• _What this exercise asks_
A: In the energy news excerpt below, how many jobs does SunEdison say it will create while building its west Texas solar farms?
B: Please list every industry that, according to the energy news excerpt below, DOE's uranium exchanges should not harm.
C: Carry the energy news excerpt below forward from its last sentence.

• _Page excerpt_
BEGIN

DOE NEEDS YOUR U COMMENTS: The Energy Department is putting together a new secretarial determination on the management of federal “excess” uranium stocks, and the 20-day window for public comments opens today. DOE has stocks of uranium in excess of what is currently needed for national security purposes, and since the material is worth quite a bit of cash, the agency barters it for services such as the cleanup work at shuttered uranium processing plants. But there are limits on such arrangements. Mainly, the exchanges should “not have an adverse material impact on the domestic uranium mining, conversion or enrichment industry.” The deals that DOE is trying to cut will release up to 17 percent of U.S. uranium and conversion needs over the next ten years. DOE has already collected comments from across the nuclear industry. The Federal Register notice: http://1.usa.gov/19x1Y4t

CENTRUS’ NEW TOP LOBBYIST: Jim Howe has been promoted to vice president of government relations for Centrus Energy Corp., taking over for John Neumann, who left earlier this month. Howe will spearhead Centrus’ advocacy efforts with Congress, the administration and state governments. He joined Centrus in July 2010 as the company’s government relations director after moving from the Department of Homeland Security, where he was deputy assistant secretary for legislative affairs, and the U.S. Coast Guard before that. (h/t POLITICO Influence)

THE STARS AT NIGHT ARE BIG AND BRIGHT: Solar developer SunEdison will announce today a deal to build solar farms totaling 150 megawatts of capacity in west Texas to provide power to some 45,000 customers in the Williamson County city of Georgetown. With a power purchase agreement that is one of the largest solar agreements in Texas’s ERCOT grid, the plants are projected to be connected by 2016 and could provide 9,500 gigawatt-hours of electricity through 2041, according to SunEdison, which is both building and financing the project. Interim city manager Jim Briggs said in a statement that the deal makes Georgetown Utility Systems one of the biggest municipal utilities in the U.S. “to be 100% renewable powered.” SunEdison says it will create nearly 800 jobs during construction.

END

• _Data_
BEGIN

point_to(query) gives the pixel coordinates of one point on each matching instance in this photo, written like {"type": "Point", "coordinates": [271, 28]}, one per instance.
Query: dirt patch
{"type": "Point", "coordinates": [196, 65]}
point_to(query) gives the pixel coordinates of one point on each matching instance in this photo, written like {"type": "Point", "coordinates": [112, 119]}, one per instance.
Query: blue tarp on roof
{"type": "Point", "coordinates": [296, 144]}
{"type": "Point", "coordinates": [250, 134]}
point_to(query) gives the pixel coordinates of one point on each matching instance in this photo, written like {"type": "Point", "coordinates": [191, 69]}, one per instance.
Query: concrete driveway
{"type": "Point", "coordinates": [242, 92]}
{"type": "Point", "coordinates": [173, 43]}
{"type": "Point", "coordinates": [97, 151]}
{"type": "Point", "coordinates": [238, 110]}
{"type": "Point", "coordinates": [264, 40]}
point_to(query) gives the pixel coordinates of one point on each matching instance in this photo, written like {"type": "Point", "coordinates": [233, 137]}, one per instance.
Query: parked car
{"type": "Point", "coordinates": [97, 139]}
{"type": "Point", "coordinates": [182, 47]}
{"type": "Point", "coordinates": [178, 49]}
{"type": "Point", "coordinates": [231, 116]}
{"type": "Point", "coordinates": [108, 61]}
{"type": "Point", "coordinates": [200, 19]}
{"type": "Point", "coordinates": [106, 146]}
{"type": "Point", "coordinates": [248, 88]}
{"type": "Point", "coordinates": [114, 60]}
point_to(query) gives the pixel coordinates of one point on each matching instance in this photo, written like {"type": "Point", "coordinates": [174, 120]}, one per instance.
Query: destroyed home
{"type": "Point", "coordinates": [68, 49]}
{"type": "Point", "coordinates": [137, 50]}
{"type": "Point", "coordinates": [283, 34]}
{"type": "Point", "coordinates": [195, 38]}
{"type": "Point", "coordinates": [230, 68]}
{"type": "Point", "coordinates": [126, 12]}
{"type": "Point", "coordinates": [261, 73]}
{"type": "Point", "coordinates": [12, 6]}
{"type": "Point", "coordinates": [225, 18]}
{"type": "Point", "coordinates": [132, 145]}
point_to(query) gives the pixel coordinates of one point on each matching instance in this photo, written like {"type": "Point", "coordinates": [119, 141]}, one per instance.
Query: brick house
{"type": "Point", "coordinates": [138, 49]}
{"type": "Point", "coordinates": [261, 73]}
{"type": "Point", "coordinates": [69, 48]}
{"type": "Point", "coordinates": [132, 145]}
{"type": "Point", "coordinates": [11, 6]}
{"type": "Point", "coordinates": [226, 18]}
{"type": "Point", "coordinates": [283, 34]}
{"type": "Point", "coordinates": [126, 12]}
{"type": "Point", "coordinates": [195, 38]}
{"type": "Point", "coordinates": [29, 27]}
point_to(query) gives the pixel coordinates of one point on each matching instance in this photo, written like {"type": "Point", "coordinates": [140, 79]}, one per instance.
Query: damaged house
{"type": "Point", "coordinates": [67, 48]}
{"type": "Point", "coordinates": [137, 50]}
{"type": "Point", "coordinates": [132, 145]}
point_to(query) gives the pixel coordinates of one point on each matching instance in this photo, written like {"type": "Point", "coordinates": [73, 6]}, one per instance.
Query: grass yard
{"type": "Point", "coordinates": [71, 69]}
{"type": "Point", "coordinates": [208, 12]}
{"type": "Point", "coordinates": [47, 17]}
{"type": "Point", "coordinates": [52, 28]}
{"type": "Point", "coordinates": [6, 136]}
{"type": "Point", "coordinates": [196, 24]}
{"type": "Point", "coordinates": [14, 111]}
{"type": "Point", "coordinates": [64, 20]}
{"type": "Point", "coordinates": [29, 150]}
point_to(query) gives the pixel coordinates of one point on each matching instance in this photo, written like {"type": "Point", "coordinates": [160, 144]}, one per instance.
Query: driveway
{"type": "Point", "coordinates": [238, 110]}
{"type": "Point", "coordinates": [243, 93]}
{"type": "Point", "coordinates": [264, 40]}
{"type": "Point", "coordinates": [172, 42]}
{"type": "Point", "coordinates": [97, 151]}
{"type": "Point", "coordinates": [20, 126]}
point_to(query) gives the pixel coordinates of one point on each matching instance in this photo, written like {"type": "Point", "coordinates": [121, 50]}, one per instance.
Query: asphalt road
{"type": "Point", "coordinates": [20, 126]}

END

• _Answers given_
A: Nearly 800 jobs.

B:
- Domestic uranium mining
- Conversion
- Enrichment

C:
Fun fact: Coincidentally, Georgetown is home to a large retirement community called Sun City Texas.

GREENS FILE FOIA APPEAL WITH DOT ON OIL TRAIN SAFETY LOBBYING: ForestEthics and allied groups today filed an appeal aimed at shaking loose correspondence between Transportation Department officials crafting a hotly anticipated crude-by-rail safety rule and 97 individual lobbyists for the oil and rail industries. The groups said in their appeal letter to the Federal Railroad Administration that the agency did not respond to a Freedom of Information Act request filed Jan. 15. The letter, a copy of which was obtained by POLITICO, warns that “we will consider taking legal action” if records are not released within 20 days.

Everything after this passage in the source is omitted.